ТЕКСТ ДЛЯ ИЗУЧЕНИЯ
= = = = = = =
А возродила его к жизни (после «большого террора» и краха всех ценностей гуманизма) окружающая природа – неизменная и главная его Муза (как у А.Блока – Россия).
А.Ахматова именно Природу называла Невестой, Возлюбленной, Женой и Вдовой Пастернака. По ее мнению, пастернаковские стихи написаны «до Шестого дня, когда Бог создал человека. Поэтому человека в них нет. Все, что угодно: грозы, леса, хаос, но не люди. Иногда, правда, показывается сам поэт; но людей он не создает вообще».
Полоса удушья для поэта кончилась. Вновь началась творческая жизнь. Стих стал более прозрачен и классичен. И, может быть, это – вершина русской лирики ХХ века:
Глухая пора листопада.
Последних гусей косяки.
Расстраиваться не надо:
У страха глаза велики.
Пусть ветер, рябину занянчив,
Пугает ее перед сном.
Порядок творенья обманчив,
Как сказка с хорошим концом…
Торжественное затишье,
Оправленное в резьбу,
Похоже на четверостишье
О спящей царевне в гробу.
И белому мертвому царству,
Бросавшему мысленно в дрожь,
Я тихо шепчу: «Благодарствуй,
Ты больше, чем просят, даешь».
Иней
1941
Произошла полная перестройка поэтического стиля. Она неизбежна, и в этом были несомненные достижения. Вместе с тем, не стоит игнорировать и замечания некоторых критиков о том, что «неслыханная простота поэта стоит на пороге примитива». (8)
К этому времени Пастернаку уже за 50 – возраст, в котором любой поэт становится «немного смешным». Но и это – всего лишь одно из проявлений его лирического возрождения, подготовленного в 1930-е годы и пришедшего накануне войны.
Окрыленный этой новой «творческой силой», он говорил в июне 1941 года той же А.Ахматовой: «Это только начало – я распишусь…».
= = = = = = =
ДАННЫЕ ДЛЯ АНАЛИЗА
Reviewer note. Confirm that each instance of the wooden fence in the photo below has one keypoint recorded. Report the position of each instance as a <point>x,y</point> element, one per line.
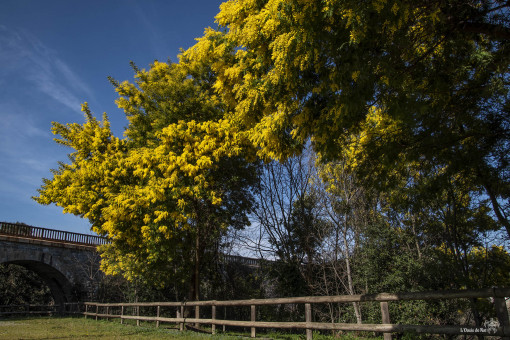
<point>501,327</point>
= = = = = = =
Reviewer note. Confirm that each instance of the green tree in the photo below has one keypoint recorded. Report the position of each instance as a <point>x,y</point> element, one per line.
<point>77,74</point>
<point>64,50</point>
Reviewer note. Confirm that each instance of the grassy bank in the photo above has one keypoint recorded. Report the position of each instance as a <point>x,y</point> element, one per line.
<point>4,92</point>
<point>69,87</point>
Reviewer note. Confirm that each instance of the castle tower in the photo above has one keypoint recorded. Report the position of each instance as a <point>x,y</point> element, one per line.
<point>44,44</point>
= = = = = = =
ПОПРОБУЙТЕ САМИ
Кого, по словам текста о Пастернаке, Ахматова называла Невестой, Возлюбленной, Женой и Вдовой поэта?

ОТВЕТ
Природу.